--- Start Available data ---
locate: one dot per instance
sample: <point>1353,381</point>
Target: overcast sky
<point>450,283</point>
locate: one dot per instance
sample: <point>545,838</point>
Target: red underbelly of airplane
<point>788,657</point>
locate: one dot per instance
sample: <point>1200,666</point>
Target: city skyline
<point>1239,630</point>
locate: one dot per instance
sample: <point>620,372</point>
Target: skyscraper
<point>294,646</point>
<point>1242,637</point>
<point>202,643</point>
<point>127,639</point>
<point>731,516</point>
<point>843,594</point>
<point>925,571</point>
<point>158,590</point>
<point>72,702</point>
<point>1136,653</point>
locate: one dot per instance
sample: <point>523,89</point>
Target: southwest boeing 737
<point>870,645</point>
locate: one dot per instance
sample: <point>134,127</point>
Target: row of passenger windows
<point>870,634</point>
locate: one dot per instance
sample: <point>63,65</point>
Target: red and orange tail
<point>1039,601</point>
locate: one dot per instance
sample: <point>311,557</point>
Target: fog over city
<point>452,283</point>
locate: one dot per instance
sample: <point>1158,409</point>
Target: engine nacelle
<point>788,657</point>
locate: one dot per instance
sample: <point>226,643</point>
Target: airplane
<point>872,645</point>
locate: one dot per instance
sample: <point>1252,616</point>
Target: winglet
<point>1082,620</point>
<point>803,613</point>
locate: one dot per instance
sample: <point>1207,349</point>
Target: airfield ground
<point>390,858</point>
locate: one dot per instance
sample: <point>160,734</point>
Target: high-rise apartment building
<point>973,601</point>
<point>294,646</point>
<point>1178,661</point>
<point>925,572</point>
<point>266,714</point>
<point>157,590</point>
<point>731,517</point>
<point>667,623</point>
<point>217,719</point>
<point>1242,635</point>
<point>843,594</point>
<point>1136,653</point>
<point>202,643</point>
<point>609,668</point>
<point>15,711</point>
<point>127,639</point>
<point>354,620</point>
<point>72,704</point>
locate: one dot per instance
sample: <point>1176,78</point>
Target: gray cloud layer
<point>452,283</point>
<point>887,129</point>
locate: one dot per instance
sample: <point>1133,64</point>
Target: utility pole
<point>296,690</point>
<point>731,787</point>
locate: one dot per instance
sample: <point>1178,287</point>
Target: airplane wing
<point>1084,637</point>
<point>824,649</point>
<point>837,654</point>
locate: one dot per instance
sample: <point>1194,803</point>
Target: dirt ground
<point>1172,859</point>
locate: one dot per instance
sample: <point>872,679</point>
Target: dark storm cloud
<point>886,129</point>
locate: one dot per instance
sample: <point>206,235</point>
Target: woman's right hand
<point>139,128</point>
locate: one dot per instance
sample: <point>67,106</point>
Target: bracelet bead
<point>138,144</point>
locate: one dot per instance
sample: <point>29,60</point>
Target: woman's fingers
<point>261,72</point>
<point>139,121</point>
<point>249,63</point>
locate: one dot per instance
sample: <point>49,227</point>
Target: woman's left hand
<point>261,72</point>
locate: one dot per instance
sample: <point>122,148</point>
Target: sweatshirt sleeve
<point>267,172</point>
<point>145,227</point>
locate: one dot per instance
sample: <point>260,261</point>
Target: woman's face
--- End Available data ---
- Problem description: Copy every row above, keeping each one unchanged.

- Exercise result:
locate: one dot per instance
sample: <point>1353,381</point>
Target: overcast sky
<point>450,283</point>
locate: one dot per instance
sample: <point>545,838</point>
Target: red underbelly of airplane
<point>788,657</point>
locate: one dot per instance
sample: <point>1200,666</point>
Target: city skyline
<point>1239,630</point>
locate: one dot per instance
sample: <point>620,372</point>
Target: skyscraper
<point>294,646</point>
<point>1242,637</point>
<point>202,643</point>
<point>127,639</point>
<point>731,516</point>
<point>843,594</point>
<point>925,571</point>
<point>158,590</point>
<point>72,702</point>
<point>1136,653</point>
locate: one dot per instance
sample: <point>523,89</point>
Target: southwest boeing 737
<point>870,645</point>
locate: one dot per instance
sample: <point>134,127</point>
Target: row of passenger windows
<point>870,634</point>
locate: one dot per instance
sample: <point>63,65</point>
Target: red and orange tail
<point>1039,601</point>
locate: one dot per instance
sample: <point>311,557</point>
Target: fog over city
<point>452,283</point>
locate: one dot per instance
sample: <point>1158,409</point>
Target: engine nacelle
<point>788,657</point>
locate: one dot per instance
sample: <point>226,643</point>
Target: airplane
<point>872,645</point>
locate: one dot per instance
sample: <point>1252,616</point>
Target: winglet
<point>1082,620</point>
<point>803,613</point>
locate: one dot per instance
sample: <point>1207,349</point>
Target: airfield ground
<point>390,858</point>
locate: one dot per instance
sample: <point>160,734</point>
Target: high-rise apartment building
<point>973,601</point>
<point>294,646</point>
<point>1178,661</point>
<point>925,572</point>
<point>266,714</point>
<point>157,590</point>
<point>731,517</point>
<point>667,623</point>
<point>217,719</point>
<point>1242,635</point>
<point>843,594</point>
<point>1136,653</point>
<point>202,643</point>
<point>609,668</point>
<point>15,711</point>
<point>127,639</point>
<point>354,620</point>
<point>72,704</point>
locate: one dot per instance
sample: <point>1176,78</point>
Target: gray cloud layer
<point>452,283</point>
<point>887,129</point>
locate: one dot per instance
sample: <point>1133,64</point>
Target: utility pole
<point>296,690</point>
<point>731,787</point>
locate: one dot per instance
sample: <point>1178,287</point>
Target: airplane wing
<point>1084,637</point>
<point>824,649</point>
<point>837,654</point>
locate: one dot per instance
sample: <point>1194,803</point>
Target: dirt ground
<point>1172,859</point>
locate: one dot per instance
sample: <point>872,679</point>
Target: dark storm cloud
<point>886,129</point>
locate: one dot per instance
sample: <point>206,235</point>
Target: woman's right hand
<point>139,128</point>
locate: one dot per instance
sample: <point>67,106</point>
Target: bracelet bead
<point>138,144</point>
locate: one dot per instance
sample: <point>29,60</point>
Target: woman's fingers
<point>261,72</point>
<point>139,121</point>
<point>249,63</point>
locate: one dot per instance
sample: <point>49,227</point>
Target: woman's left hand
<point>261,72</point>
locate: one dot per instance
sample: <point>122,148</point>
Target: sweatshirt sleeve
<point>267,172</point>
<point>145,227</point>
locate: one dot per instance
sample: <point>260,261</point>
Target: woman's face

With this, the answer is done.